_Extracted text_
* * * * * * * * *
This is the documentation for Cloudera Manager 4.8.5.
Documentation for other versions is available at Cloudera Documentation.

Installing Spark with Cloudera Manager

Apache Spark is a fast and general-purpose cluster computing system with support for in-memory computation. It provides high-level APIs in Scala, Java, and Python that make parallel jobs easy to write, and an optimized engine that supports general computation graphs.

Continue reading:

  1. Ports Used by Spark
  2. Limitations
  3. Installing the Spark Parcel
  4. Configuring and Starting the Spark Service
  5. Testing Your Spark Setup

Ports Used by Spark

  • 7077 – Default Master RPC port
  • 7078 – Default Worker RPC port
  • 18080 – Default Master web UI port
  • 18081 – Default Worker web UI port

For further information, see the Spark documentation at Apache Spark 0.9.

Limitations

For the Spark 0.9 release, the following limitations apply:
  • Spark does not work with secure HDFS
  • Running Spark on YARN is not supported

Installing the Spark Parcel

  1. Ensure that CDH was installed using parcels. If not, upgrade CDH using parcels.
  2. In the Cloudera Manager Admin Console, select Administration > Settings.
  3. Click the Parcels category.
  4. Find the Remote Parcel Repository URLs property and add the location of the parcel repository.
    1. Click to open a new field.
* * * * * * * * *
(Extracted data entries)
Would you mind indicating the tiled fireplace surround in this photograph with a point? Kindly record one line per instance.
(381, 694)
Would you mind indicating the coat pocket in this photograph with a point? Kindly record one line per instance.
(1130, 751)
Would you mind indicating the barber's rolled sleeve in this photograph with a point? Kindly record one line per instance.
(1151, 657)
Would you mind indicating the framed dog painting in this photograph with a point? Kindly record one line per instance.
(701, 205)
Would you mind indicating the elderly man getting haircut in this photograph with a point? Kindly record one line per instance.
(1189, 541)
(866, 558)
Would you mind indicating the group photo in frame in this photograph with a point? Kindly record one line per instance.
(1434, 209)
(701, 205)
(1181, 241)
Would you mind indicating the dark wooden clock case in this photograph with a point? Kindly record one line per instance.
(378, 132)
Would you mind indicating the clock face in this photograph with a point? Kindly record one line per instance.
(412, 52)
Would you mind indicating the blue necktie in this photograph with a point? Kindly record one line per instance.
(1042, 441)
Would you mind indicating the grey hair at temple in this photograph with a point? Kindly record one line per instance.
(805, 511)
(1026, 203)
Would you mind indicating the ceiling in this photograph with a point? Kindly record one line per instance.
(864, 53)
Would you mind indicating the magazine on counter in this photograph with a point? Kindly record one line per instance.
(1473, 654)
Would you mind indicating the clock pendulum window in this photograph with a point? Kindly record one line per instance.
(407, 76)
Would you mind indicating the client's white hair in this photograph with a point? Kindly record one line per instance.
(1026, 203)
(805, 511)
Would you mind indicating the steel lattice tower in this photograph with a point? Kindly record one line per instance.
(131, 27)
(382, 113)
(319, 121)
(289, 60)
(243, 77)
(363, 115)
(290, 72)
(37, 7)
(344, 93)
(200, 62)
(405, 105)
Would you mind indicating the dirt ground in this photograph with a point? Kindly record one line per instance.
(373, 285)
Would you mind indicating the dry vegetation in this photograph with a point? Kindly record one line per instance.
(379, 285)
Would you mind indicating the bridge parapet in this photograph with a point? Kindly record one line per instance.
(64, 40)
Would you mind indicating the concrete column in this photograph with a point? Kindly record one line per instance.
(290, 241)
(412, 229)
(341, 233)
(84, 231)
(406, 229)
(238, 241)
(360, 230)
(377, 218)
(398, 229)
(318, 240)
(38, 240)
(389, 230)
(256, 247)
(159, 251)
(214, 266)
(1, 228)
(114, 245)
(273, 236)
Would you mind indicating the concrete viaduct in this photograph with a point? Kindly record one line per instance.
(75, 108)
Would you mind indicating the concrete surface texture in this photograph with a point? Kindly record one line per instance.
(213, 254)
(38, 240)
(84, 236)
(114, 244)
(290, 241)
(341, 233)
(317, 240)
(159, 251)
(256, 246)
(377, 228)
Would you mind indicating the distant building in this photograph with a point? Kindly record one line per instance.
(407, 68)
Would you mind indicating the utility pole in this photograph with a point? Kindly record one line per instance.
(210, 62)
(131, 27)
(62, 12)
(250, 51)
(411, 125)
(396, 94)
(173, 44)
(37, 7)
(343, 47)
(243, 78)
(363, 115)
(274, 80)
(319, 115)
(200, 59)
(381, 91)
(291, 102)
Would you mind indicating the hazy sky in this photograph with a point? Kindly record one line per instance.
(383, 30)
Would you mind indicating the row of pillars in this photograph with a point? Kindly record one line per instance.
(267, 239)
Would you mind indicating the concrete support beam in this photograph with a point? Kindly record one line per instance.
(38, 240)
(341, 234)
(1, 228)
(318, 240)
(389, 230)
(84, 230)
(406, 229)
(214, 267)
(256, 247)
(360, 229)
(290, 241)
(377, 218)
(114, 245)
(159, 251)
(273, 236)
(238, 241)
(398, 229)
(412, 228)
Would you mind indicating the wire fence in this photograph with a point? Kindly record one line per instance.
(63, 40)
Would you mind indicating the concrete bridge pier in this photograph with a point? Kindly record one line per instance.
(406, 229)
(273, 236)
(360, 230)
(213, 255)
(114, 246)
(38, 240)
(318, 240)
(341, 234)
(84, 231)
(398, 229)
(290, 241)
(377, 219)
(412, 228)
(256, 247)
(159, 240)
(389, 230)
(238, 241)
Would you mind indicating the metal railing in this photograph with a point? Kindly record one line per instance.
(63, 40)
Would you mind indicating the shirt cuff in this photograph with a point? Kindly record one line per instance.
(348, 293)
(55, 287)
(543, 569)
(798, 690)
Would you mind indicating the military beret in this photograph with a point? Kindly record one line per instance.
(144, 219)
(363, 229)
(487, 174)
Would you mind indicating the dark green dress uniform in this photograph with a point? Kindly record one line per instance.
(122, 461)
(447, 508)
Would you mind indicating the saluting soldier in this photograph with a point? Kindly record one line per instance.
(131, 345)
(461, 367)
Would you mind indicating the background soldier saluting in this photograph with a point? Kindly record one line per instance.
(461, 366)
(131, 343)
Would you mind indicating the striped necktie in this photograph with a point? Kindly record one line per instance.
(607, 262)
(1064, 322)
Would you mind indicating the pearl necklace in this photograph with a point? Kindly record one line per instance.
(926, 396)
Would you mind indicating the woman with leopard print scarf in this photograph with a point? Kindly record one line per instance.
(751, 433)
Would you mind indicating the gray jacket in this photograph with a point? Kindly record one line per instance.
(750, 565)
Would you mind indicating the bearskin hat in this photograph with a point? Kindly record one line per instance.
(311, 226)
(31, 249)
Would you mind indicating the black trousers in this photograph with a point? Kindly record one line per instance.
* * * * * * * * *
_Work to do_
• 1. Summarize the Spark installation page in two sentences.
• 2. List every port number that the Spark installation page gives, along with what each one is used for.
• 3. Write a continuation of the Spark installation page that picks up right after its last sentence.
The material above is separate from the Spark installation page.

_Responses to the exercise_
• 1. Apache Spark is a fast, general-purpose cluster computing system with in-memory computation, high-level APIs in Scala, Java and Python, and an optimized engine that supports general computation graphs. The Cloudera Manager 4.8.5 documentation lists Spark's default ports and notes that the Spark 0.9 release doesn't work with secure HDFS or support running on YARN, then walks through installing the Spark parcel, starting by making sure CDH was installed using parcels.

• 2.
- 7077: default Master RPC port
- 7078: default Worker RPC port
- 18080: default Master web UI port
- 18081: default Worker web UI port

• 3.
    2. Enter the URL of the location of the parcel to install (typically http://archive.cloudera.com/spark/parcels/latest).
    3. Click Save Changes to save your changes.
  5. From the Hosts page, click the Parcels tab. The parcel for the external application should appear in the set of parcels available for download.
  6. Download, distribute, and activate the parcel. For general information about installing parcels with Cloudera Manager, see Using Parcels.

Configuring and Starting the Spark Service

The following steps must be performed as the root user from the command line on the host that will run the Spark Master role.
  1. Edit /etc/spark/conf/spark-env.sh:
    • Set the environment variable STANDALONE_SPARK_MASTER_HOST to the fully qualified domain name of the master host.
    • Set the environment variable DEFAULT_HADOOP_HOME to the Hadoop installation, which is /opt/cloudera/parcels/CDH/lib/hadoop for a parcel installation.
    • Optionally set the Spark Master's port and Web UI port with environment variables SPARK_MASTER_PORT and SPARK_MASTER_WEBUI_PORT respectively.
  2. Edit the file /etc/spark/conf/slaves and enter the fully-qualified domain names of all Spark worker hosts, one name per line.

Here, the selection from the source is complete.